* Görev:
Oyun incelemesinde hangi kontrol yöntemiyle oynamak tavsiye ediliyor?

* Kaynak Metin:
>>>

Ben hem klavye mouse, hem de gamepad ile oynadım oyunu. Dodge ve parry mekaniği o kadar merkezindeki oyunun, şayet klavye kırmak istemiyorsanız oynarken kesinlikle gamepad ile denemenizi tavsiye ederim. Esas potansiyelini gamepad ile gösteriyor oyun.

Üstelik JRPG’lerin en önemli sorunlarından aynı canavarı bin kez kesme hadisesi bu oyunda pek yok. Bazı düşman tasarımları oyun mekaniklerinin kullanımını engellese de (uçan düşmanlar) genel olarak her bir düşmandan dozunda kullanılmış ve baymıyor. Oyun zaten bir JRPG’ye kıyasla oldukça kısa. Bu da tadında ve odağından sapmayan konsantre bir tecrübe sunuyor oyuncuya.

Estetik ve Sanat Tasarımı
Fransız kültürünün 19.yy kıta Avrupasında nasıl baskın olabildiğini hatırlatan bir atmosferde başlıyor oyun. :smiley: Belle Époque döneminden fırlama sanat tasarımı oyunun ilerleyen kısımlarında farklı sanat akımlarından devşirme çizimleri ve souls stili boss tasarımlarıyla çeşitleniyor. Görsel olarak eğer arka planlarda hafif blurdan rahatsız olmuyorsanız gerçekten enfes gözüktüğünü söylemek mümkün. Düşman ve NPC tasarımlarının absürtlüğüyle ilgili eleştiriler vardı ama hikayeyle ilgili spoiler vermeden bunları açıklamak pek mümkün değil.

Cutscene’ler içinse söylenebilecek tek bir şey var:

Yine eski JRPG oyunlarını anımsatır bir harita tasarımına sahip oyun. Genel bir dünya haritasında yolculuk yapıp, belli bölgelere (zindan gibi) girebiliyor, yolda denk geldiğiniz tüccarıdır, canavarıdır, gizli lokasyondur keşfedebiliyorsunuz. Oynadıkça da açılan bir harita var karşımızda. Dünya genel olarak çok güzel gözüküyor. Yalnızca haritada girip çıktığınız yerlere dair marker, işaretler vs biraz daha oyuncu dostu olabilirmiş bu açıdan. Girdiğiniz bölgelerde minimap olmaması benim için çok sorun olmadı açıkçası. Tasarımcıların minimap konusundaki fikirlerine katıldığımdan ötürü olabilir. (Oyuncunun gözünün sürekli minimapta olması, yaratılan dünyayı tecrübe etmemesi vs)

<<<

* Çıkarılan Bilgiler:

>>>

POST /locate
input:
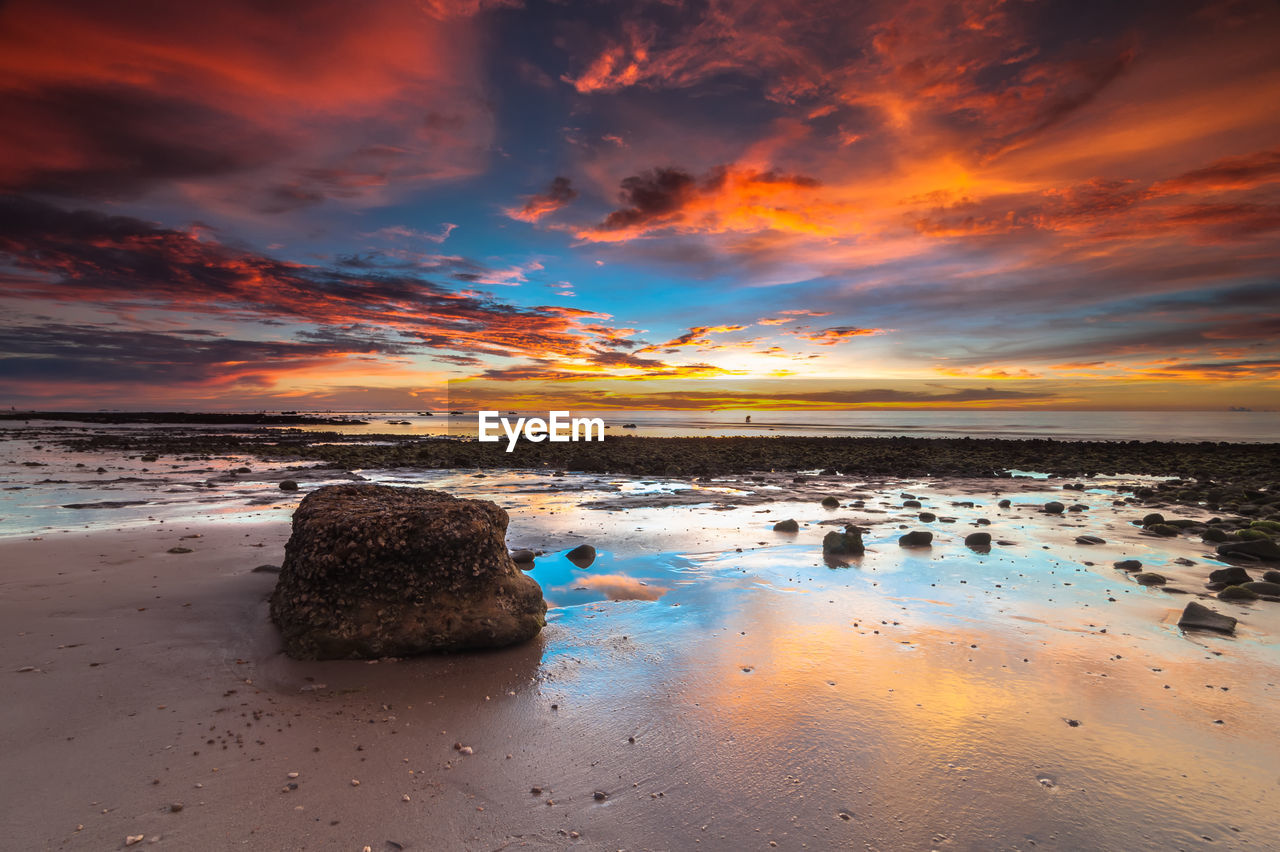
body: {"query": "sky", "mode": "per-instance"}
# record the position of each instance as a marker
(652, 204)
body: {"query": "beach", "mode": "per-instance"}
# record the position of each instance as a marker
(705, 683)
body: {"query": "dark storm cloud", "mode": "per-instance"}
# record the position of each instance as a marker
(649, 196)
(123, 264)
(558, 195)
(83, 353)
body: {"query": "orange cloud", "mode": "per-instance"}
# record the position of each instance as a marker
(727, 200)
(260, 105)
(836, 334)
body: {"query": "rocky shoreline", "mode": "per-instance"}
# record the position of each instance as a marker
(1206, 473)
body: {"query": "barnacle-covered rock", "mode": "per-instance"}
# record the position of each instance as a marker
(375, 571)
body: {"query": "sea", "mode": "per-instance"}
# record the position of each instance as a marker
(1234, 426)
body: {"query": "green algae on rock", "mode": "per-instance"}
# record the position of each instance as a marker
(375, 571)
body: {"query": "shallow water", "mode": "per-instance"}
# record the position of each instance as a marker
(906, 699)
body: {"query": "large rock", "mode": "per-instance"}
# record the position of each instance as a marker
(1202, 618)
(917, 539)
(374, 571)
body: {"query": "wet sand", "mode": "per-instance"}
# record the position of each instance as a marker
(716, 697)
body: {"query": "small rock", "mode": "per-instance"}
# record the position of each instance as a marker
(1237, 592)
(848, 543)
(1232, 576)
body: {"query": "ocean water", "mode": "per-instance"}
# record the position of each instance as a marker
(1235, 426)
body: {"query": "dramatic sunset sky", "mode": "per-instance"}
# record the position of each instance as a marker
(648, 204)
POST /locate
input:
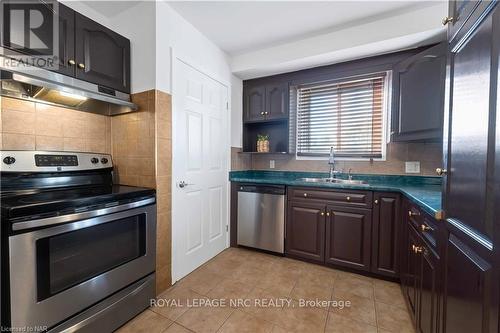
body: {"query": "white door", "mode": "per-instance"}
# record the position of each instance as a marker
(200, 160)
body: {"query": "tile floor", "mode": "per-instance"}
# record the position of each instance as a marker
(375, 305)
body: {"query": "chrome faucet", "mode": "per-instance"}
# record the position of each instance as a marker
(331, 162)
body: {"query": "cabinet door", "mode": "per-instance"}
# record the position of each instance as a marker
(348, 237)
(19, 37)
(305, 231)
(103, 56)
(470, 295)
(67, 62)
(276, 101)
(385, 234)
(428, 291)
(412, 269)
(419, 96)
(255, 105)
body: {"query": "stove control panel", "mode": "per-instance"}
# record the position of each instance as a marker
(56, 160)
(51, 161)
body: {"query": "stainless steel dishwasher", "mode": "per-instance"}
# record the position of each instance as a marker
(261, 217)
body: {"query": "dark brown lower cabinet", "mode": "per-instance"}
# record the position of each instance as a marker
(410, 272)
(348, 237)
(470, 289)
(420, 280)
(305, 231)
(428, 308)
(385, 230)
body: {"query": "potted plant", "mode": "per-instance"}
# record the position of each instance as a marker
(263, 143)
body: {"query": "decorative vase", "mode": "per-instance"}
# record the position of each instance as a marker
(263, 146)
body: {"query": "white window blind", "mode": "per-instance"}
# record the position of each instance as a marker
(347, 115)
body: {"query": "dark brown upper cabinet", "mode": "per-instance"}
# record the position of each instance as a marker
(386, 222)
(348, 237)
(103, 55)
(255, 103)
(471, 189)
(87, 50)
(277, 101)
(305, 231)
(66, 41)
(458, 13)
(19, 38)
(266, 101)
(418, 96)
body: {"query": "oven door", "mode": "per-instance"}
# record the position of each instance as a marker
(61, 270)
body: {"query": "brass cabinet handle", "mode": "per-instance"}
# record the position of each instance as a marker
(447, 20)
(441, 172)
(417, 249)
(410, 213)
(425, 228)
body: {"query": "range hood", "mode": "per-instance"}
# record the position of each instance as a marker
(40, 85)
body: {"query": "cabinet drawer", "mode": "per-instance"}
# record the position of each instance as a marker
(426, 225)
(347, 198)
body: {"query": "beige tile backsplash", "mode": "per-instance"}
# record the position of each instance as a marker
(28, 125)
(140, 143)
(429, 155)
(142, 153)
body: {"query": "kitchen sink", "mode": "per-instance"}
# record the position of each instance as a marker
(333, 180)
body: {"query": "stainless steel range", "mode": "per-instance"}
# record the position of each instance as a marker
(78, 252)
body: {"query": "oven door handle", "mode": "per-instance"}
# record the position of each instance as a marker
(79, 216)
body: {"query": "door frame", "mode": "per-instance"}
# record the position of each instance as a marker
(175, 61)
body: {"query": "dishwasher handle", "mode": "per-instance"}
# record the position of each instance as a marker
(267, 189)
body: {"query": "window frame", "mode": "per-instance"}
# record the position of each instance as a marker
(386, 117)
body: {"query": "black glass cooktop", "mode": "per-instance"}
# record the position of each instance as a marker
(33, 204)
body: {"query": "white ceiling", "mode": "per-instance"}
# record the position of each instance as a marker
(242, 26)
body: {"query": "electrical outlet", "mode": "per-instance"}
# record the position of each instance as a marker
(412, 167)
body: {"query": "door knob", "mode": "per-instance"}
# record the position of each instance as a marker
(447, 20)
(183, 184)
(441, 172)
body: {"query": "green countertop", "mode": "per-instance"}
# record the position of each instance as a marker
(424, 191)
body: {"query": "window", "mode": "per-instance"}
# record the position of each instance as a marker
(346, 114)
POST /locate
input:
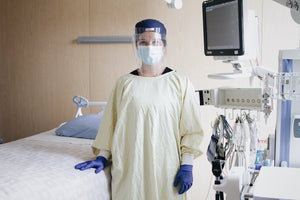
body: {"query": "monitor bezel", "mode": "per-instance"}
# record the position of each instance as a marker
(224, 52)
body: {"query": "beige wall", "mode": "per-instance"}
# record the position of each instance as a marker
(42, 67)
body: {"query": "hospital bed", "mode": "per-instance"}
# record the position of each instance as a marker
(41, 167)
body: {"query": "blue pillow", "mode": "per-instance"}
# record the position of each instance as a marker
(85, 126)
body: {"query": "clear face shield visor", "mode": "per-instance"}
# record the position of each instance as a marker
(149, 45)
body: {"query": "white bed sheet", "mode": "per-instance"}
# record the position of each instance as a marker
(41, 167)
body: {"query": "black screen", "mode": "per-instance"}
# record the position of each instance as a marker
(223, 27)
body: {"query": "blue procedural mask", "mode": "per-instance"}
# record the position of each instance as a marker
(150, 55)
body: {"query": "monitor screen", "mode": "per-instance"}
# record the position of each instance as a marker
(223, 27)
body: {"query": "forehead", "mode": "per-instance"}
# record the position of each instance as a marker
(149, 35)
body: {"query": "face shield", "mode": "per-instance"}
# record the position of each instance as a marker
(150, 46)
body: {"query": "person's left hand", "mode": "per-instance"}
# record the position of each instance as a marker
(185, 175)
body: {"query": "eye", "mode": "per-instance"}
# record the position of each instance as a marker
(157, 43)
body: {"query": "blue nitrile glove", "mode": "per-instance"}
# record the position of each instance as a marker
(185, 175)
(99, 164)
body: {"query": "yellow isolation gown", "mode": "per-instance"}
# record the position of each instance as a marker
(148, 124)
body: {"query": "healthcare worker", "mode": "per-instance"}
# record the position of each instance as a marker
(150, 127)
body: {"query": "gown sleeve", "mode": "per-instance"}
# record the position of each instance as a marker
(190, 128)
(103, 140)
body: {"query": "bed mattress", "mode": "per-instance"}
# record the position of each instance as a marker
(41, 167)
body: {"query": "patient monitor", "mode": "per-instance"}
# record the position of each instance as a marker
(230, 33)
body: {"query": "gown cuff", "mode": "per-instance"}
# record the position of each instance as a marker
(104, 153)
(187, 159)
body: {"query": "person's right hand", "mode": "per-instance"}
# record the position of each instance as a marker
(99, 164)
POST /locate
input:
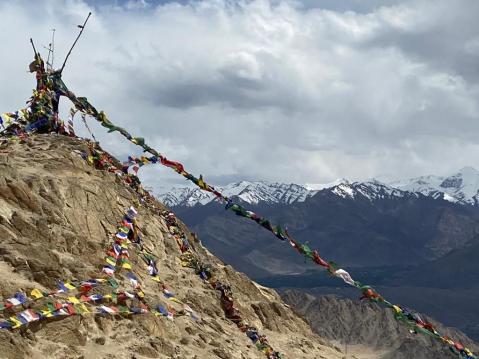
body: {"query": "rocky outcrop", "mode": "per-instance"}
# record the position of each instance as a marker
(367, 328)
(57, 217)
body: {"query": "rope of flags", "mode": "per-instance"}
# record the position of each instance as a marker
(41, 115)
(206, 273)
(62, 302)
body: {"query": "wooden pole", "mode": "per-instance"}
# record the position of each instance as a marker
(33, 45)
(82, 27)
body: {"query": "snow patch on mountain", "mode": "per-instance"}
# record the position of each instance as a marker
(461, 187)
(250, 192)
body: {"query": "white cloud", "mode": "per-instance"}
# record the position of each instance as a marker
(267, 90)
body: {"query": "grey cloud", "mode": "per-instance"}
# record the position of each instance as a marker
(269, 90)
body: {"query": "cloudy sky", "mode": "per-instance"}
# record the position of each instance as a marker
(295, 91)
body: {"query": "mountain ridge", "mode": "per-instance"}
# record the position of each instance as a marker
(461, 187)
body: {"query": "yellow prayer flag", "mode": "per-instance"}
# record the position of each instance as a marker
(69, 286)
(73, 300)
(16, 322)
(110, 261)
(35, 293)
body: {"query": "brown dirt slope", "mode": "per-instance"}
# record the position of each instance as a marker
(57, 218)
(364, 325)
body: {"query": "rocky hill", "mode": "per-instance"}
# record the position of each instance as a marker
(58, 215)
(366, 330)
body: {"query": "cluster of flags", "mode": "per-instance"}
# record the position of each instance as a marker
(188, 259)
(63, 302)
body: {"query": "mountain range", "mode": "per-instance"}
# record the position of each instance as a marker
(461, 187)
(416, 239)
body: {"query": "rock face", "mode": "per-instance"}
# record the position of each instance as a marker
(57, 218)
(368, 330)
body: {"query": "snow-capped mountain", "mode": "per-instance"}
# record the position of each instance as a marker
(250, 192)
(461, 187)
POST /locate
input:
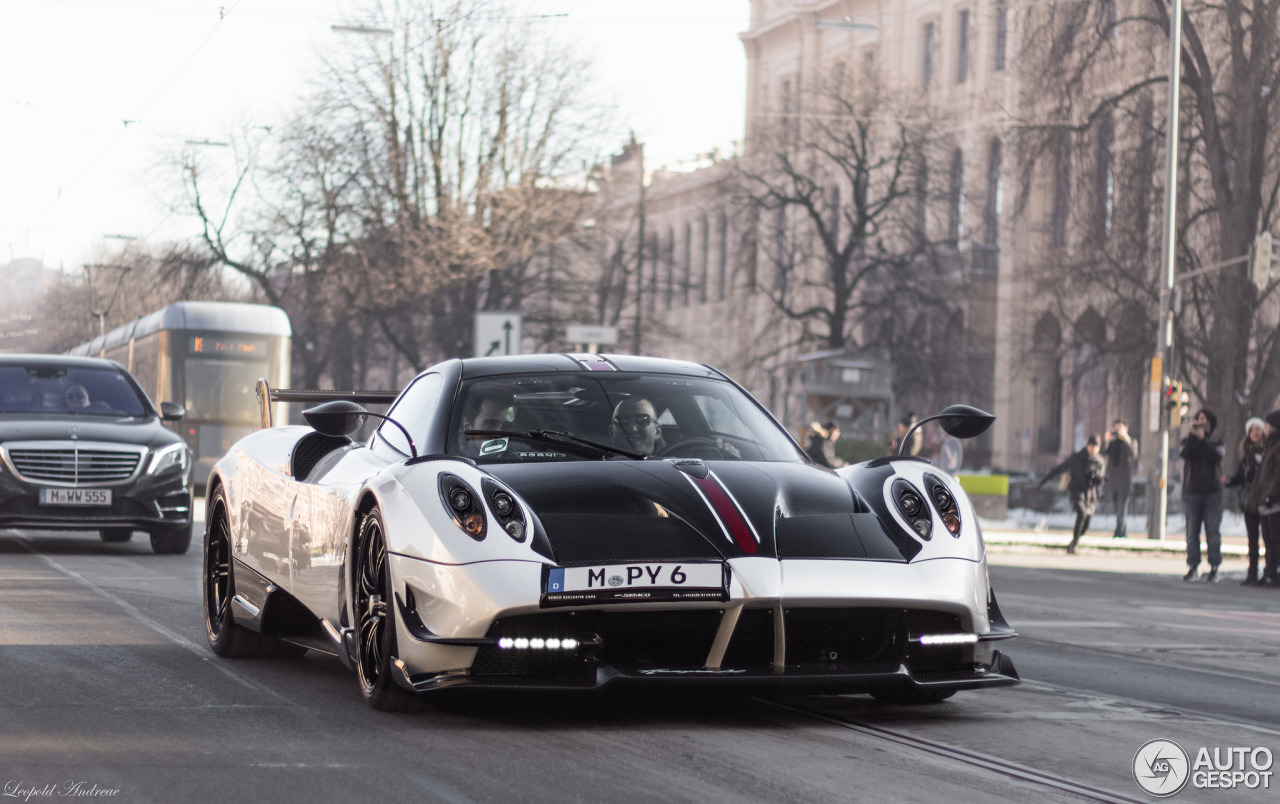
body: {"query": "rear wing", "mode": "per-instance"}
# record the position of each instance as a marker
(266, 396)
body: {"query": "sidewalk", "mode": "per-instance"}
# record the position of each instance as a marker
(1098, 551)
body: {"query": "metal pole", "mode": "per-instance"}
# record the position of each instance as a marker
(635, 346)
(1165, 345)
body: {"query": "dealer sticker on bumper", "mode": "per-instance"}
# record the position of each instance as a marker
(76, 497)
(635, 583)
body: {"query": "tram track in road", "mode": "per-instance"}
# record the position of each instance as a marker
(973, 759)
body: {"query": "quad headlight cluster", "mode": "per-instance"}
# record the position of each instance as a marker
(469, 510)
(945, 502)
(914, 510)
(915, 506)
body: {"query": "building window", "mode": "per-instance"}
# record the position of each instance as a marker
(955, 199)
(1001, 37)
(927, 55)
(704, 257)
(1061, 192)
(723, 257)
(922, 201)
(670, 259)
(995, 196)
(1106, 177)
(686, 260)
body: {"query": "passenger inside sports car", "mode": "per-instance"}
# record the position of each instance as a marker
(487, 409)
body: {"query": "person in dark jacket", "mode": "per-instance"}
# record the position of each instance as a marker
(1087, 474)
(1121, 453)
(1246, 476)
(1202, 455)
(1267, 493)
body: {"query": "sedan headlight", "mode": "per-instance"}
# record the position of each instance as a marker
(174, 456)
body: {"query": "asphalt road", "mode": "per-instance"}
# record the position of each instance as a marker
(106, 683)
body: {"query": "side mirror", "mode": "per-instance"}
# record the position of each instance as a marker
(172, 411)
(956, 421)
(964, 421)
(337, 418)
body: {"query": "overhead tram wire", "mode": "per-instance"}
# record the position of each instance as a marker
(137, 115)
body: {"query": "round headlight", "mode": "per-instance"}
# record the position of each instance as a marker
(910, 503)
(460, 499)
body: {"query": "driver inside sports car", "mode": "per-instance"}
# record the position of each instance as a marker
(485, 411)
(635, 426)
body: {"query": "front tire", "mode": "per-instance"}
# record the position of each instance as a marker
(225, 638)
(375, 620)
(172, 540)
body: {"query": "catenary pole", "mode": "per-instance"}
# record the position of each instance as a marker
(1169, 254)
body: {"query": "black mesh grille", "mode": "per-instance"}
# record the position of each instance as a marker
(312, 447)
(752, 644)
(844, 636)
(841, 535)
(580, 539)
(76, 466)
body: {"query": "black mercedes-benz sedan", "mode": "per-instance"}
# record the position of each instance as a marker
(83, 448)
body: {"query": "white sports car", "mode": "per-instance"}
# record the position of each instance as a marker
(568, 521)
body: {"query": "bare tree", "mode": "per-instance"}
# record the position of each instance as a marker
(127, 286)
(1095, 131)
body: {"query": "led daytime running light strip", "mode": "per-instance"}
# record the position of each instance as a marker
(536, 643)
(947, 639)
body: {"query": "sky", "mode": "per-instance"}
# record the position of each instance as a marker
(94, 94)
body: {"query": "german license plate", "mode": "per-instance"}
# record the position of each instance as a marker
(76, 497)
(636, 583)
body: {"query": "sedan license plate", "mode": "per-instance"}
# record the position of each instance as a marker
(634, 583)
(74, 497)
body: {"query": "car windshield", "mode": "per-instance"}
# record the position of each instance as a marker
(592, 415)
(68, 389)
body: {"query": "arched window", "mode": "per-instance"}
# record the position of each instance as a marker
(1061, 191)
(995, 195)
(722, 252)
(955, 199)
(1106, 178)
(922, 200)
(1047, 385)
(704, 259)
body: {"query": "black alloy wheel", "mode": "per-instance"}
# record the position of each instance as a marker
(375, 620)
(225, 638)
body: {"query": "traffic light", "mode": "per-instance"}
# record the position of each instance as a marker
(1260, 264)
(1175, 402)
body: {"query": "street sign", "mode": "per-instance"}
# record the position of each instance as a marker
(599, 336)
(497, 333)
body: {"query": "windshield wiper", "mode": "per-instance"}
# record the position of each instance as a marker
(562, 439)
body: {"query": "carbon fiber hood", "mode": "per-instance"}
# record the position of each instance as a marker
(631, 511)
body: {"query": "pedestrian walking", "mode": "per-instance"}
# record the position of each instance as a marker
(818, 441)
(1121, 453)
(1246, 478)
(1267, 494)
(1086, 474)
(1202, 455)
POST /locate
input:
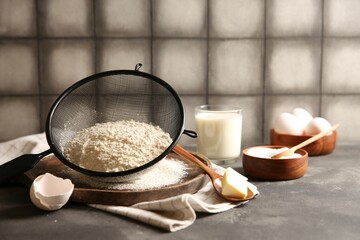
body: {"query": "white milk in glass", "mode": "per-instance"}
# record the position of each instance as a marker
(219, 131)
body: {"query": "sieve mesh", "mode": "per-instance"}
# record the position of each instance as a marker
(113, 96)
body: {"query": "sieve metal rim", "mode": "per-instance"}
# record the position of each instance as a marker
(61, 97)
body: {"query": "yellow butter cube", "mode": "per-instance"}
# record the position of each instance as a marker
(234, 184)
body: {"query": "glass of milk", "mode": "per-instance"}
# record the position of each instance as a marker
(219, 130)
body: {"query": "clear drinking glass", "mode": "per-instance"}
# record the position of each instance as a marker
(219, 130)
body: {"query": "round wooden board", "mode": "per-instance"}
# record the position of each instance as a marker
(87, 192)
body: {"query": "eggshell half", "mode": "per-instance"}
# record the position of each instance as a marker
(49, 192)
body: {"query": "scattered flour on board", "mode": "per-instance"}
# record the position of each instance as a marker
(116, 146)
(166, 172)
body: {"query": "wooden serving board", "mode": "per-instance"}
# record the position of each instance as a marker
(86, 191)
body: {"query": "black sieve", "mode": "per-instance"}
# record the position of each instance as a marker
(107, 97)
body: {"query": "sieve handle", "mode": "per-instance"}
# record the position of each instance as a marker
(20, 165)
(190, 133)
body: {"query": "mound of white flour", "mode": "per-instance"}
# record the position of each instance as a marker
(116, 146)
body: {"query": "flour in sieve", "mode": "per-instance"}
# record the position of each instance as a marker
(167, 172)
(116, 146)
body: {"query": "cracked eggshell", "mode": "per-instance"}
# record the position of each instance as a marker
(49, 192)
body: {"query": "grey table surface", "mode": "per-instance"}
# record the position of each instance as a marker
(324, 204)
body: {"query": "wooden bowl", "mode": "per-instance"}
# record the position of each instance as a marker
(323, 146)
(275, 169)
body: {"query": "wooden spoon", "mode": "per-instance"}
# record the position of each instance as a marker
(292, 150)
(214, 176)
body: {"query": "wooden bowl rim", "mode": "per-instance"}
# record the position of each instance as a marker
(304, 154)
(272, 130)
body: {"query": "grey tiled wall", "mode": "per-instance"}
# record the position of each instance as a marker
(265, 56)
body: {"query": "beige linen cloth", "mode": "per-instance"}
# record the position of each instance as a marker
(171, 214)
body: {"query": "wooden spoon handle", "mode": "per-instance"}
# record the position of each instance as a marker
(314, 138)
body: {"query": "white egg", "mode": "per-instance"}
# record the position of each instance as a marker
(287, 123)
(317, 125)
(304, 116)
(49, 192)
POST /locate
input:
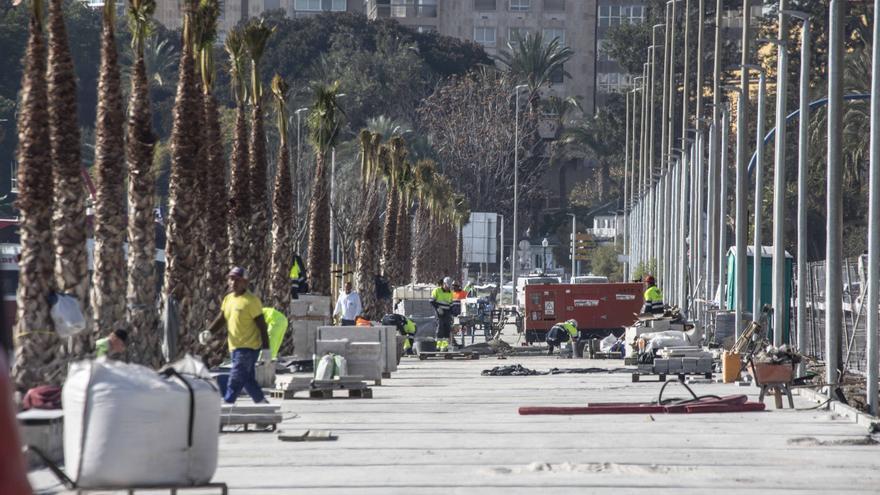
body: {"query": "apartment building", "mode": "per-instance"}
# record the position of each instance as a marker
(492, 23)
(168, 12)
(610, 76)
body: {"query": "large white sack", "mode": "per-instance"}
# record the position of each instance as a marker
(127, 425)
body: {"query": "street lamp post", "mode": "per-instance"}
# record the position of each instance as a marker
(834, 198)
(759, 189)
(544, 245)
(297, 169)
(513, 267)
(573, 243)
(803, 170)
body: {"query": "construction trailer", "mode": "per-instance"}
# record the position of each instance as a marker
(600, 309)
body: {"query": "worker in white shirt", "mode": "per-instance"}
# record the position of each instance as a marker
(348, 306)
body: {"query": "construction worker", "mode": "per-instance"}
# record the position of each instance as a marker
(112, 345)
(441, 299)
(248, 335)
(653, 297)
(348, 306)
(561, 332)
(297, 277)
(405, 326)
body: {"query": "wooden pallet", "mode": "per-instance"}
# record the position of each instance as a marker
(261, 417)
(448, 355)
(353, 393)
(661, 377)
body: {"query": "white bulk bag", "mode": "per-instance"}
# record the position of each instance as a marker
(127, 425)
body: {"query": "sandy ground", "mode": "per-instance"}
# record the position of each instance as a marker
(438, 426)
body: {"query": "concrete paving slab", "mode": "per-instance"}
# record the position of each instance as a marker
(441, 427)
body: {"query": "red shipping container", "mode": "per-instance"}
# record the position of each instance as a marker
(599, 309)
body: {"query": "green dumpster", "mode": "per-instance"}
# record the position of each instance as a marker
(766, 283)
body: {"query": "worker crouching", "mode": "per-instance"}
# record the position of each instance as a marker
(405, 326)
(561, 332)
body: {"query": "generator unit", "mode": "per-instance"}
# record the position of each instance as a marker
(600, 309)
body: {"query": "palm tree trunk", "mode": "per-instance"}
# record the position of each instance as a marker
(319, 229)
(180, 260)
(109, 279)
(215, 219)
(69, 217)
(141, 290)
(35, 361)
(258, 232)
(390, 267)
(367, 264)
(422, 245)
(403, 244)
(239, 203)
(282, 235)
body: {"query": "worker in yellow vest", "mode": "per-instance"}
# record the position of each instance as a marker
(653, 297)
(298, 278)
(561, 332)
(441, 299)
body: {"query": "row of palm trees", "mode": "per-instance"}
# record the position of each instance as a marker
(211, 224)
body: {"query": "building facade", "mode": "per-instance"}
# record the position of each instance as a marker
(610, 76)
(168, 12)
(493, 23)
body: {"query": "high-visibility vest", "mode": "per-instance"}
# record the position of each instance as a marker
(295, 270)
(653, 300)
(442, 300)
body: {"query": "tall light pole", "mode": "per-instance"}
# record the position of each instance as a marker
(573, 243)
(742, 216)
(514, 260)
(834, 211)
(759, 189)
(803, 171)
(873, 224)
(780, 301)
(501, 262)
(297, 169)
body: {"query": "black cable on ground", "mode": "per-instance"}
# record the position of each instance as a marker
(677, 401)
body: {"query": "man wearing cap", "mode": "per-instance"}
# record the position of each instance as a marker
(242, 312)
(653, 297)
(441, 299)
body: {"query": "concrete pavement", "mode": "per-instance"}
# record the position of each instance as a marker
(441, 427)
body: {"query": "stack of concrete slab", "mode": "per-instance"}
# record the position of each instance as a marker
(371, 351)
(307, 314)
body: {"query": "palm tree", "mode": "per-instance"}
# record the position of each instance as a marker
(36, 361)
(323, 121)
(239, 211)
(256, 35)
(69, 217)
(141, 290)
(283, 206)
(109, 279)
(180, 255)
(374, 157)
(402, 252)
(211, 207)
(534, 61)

<<<

* Görevin Sonucu:
Gamepad ile oynamak tavsiye ediliyor.